» BRIEF: Copy every one of the rows below word for word, leaving out the pictures.

========

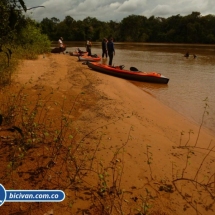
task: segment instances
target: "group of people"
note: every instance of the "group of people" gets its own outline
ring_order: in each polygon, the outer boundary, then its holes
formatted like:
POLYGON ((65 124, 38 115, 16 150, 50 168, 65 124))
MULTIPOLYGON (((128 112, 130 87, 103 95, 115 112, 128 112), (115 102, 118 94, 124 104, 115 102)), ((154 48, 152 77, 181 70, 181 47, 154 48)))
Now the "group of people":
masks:
MULTIPOLYGON (((59 38, 58 44, 59 44, 60 52, 64 53, 63 37, 59 38)), ((91 47, 92 47, 92 42, 91 42, 91 39, 88 38, 86 42, 86 51, 88 52, 88 56, 92 55, 91 47)), ((104 38, 102 40, 102 58, 109 57, 109 66, 112 66, 114 55, 115 55, 115 48, 113 43, 113 37, 109 37, 109 39, 104 38)))
MULTIPOLYGON (((88 52, 88 56, 92 55, 91 46, 92 46, 92 42, 89 38, 86 43, 86 51, 88 52)), ((109 66, 112 65, 114 55, 115 55, 115 48, 114 48, 113 38, 110 37, 108 40, 104 38, 102 40, 102 58, 109 57, 109 66)))

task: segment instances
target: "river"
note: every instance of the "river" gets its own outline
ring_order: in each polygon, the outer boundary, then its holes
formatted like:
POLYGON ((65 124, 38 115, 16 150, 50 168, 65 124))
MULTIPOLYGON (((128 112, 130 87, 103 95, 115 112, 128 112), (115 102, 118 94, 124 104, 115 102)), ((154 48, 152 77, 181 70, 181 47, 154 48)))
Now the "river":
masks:
MULTIPOLYGON (((66 44, 68 52, 85 50, 84 42, 66 44)), ((115 43, 115 49, 114 65, 159 72, 170 79, 168 85, 132 81, 165 105, 199 125, 207 106, 203 126, 215 133, 215 45, 115 43), (184 57, 187 51, 189 58, 184 57)), ((93 42, 92 54, 101 55, 100 42, 93 42)))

========

» RESULT FOR THIS TASK:
task: segment instances
target: "group of people"
note: every instance of the "group of people" gets its own outline
ring_order: in each polygon, the outer boundary, then its holes
formatted like:
POLYGON ((65 124, 38 115, 16 150, 50 168, 65 124))
MULTIPOLYGON (((128 112, 130 87, 103 95, 115 112, 128 112), (115 102, 118 94, 124 104, 115 102)), ((154 48, 152 77, 181 70, 181 47, 154 48)))
Now the "group of people":
masks:
MULTIPOLYGON (((59 38, 58 44, 59 44, 60 52, 64 53, 63 37, 59 38)), ((91 47, 92 47, 92 42, 91 42, 91 39, 88 38, 86 42, 86 51, 88 52, 88 56, 92 55, 91 47)), ((104 38, 102 40, 102 58, 109 57, 109 66, 112 66, 114 55, 115 55, 115 48, 113 43, 113 37, 109 37, 109 39, 104 38)))
MULTIPOLYGON (((88 52, 88 56, 92 55, 91 46, 92 46, 92 42, 89 38, 86 43, 86 51, 88 52)), ((109 66, 112 65, 114 55, 115 55, 115 48, 114 48, 113 38, 110 37, 108 40, 104 38, 102 40, 102 58, 109 57, 109 66)))

task: segment instances
target: "river"
note: every instance of the "river" gets its own outline
ring_order: in each polygon, the outer boundary, then its holes
formatted like:
POLYGON ((65 124, 38 115, 16 150, 50 168, 65 124))
MULTIPOLYGON (((128 112, 130 87, 103 95, 115 112, 128 112), (115 102, 118 94, 124 104, 115 102)), ((154 48, 152 77, 181 70, 181 47, 154 48)))
Now the "river":
masks:
MULTIPOLYGON (((66 44, 68 52, 85 50, 84 42, 66 44)), ((115 43, 115 49, 114 65, 159 72, 170 79, 168 85, 132 81, 165 105, 199 125, 207 106, 203 126, 215 133, 215 45, 115 43), (184 57, 187 51, 189 58, 184 57)), ((93 42, 92 54, 101 55, 100 42, 93 42)))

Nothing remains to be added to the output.